══ 本文ブロック

京都、路地のなじみ

宮さまも贔屓にした
鰻の老舗が供する乙な丼

写真・三國賢一 文・白木麻紀子(アリカ)

祇園町を行き交う人々で賑わう南座前から、八坂神社方面へ向かうと程なく交差するのが大和大路通やまとおおじどおり。その通りを少し北へ歩けば、赤と水色の外観が印象的な京都祇園郵便局が見えてくる。

その北隣に格子戸のある細い路地が。敷石に導かれるように進んでいくと、大鰻の描かれた暖簾。鰻料理の『かねしょう』だ。

2000(平成12)年オープンのこの店は、川魚問屋として江戸末期に創業した『かね正』が営む食事処。初代は滋賀の生まれだったが、「明治時代、琵琶湖の水を京都に引くために造られた琵琶湖疏水とともに、今の三条大和大路に移ってきたと聞いています」と四代目藤居久士さん。

疏水の水を活用して、川魚卸の商いを京都で始めたという。その後、二代目が白焼き鰻を秘伝のタレで煮上げた「お茶漬け鰻」を考案すると大評判となり、やがてその専門店となった。京都人の見舞や進物、また映画関係者や芸舞妓の手土産などとして愛される品は、昭和天皇や三笠宮崇仁親王、映画監督・小津安二郎らが好んだことでも知られる。

そんな「お茶漬け鰻」は持ち帰りのみの品。「なじみのお客さんから『店で食べてみたい』と言われて。それで路地奥に開いたのがここです」と藤居さん。
ここでは名物の鰻を使ったお茶漬けのほか、うな丼をはじめとした丼ものに、夜は肝煮や鰻の柳川などの一品も揃う。使う鰻は、三河産を中心にすべて上質な国産だ。

鰻の商いを続けてきた老舗の技を存分に楽しむなら、店主お薦めの「まむし丼」を選ぶのも一興。藤居さんによると京都では「混ぜる」ことを「まむす」とも言い、その名の通り鰻のタレを混ぜ込んだご飯が特徴だ。

════
══ 提供データ

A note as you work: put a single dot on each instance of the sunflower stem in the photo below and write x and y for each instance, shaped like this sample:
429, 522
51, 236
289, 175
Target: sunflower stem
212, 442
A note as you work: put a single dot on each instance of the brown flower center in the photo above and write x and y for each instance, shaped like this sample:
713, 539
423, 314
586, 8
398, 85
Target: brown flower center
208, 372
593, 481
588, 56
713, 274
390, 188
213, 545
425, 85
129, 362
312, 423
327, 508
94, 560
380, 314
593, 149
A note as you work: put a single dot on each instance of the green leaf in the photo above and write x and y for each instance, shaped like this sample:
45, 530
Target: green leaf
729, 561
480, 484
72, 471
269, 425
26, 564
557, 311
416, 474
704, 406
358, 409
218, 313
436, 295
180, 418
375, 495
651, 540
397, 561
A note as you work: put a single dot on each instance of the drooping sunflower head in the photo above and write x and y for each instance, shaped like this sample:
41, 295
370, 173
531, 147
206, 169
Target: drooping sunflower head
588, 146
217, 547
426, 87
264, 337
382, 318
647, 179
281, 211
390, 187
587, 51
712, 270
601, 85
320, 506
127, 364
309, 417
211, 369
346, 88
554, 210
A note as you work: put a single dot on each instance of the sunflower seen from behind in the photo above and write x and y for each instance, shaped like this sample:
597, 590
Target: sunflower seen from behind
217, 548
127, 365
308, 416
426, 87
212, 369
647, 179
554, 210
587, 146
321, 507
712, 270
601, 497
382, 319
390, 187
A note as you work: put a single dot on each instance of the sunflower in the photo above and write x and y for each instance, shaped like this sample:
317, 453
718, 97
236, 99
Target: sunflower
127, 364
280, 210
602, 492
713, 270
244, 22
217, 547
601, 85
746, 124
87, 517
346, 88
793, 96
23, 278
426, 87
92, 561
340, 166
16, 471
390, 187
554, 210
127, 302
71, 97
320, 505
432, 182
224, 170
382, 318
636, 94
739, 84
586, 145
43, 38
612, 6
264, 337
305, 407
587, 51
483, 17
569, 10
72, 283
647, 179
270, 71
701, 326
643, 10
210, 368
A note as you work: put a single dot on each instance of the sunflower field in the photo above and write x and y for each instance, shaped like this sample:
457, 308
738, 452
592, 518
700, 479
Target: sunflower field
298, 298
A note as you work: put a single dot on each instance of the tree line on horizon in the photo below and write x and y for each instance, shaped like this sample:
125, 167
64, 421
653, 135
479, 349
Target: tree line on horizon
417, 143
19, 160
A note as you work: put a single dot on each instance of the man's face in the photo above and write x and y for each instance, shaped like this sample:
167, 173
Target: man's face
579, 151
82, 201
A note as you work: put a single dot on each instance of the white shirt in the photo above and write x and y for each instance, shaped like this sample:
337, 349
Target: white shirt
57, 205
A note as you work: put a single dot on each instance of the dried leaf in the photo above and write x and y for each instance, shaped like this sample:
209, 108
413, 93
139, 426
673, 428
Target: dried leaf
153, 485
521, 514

════

• **求められること**:
鰻店の紹介文のうち「祇園町を行き交う人々で賑わう」で始まり「レを混ぜ込んだご飯が特徴だ。」で終わる部分を、「藤居さん」を「店主」に替えて書き出す。

• **課題の結果**:
祇園町を行き交う人々で賑わう南座前から、八坂神社方面へ向かうと程なく交差するのが大和大路通やまとおおじどおり。その通りを少し北へ歩けば、赤と水色の外観が印象的な京都祇園郵便局が見えてくる。

その北隣に格子戸のある細い路地が。敷石に導かれるように進んでいくと、大鰻の描かれた暖簾。鰻料理の『かねしょう』だ。

2000(平成12)年オープンのこの店は、川魚問屋として江戸末期に創業した『かね正』が営む食事処。初代は滋賀の生まれだったが、「明治時代、琵琶湖の水を京都に引くために造られた琵琶湖疏水とともに、今の三条大和大路に移ってきたと聞いています」と四代目藤居久士さん。

疏水の水を活用して、川魚卸の商いを京都で始めたという。その後、二代目が白焼き鰻を秘伝のタレで煮上げた「お茶漬け鰻」を考案すると大評判となり、やがてその専門店となった。京都人の見舞や進物、また映画関係者や芸舞妓の手土産などとして愛される品は、昭和天皇や三笠宮崇仁親王、映画監督・小津安二郎らが好んだことでも知られる。

そんな「お茶漬け鰻」は持ち帰りのみの品。「なじみのお客さんから『店で食べてみたい』と言われて。それで路地奥に開いたのがここです」と店主。
ここでは名物の鰻を使ったお茶漬けのほか、うな丼をはじめとした丼ものに、夜は肝煮や鰻の柳川などの一品も揃う。使う鰻は、三河産を中心にすべて上質な国産だ。

鰻の商いを続けてきた老舗の技を存分に楽しむなら、店主お薦めの「まむし丼」を選ぶのも一興。店主によると京都では「混ぜる」ことを「まむす」とも言い、その名の通り鰻のタレを混ぜ込んだご飯が特徴だ。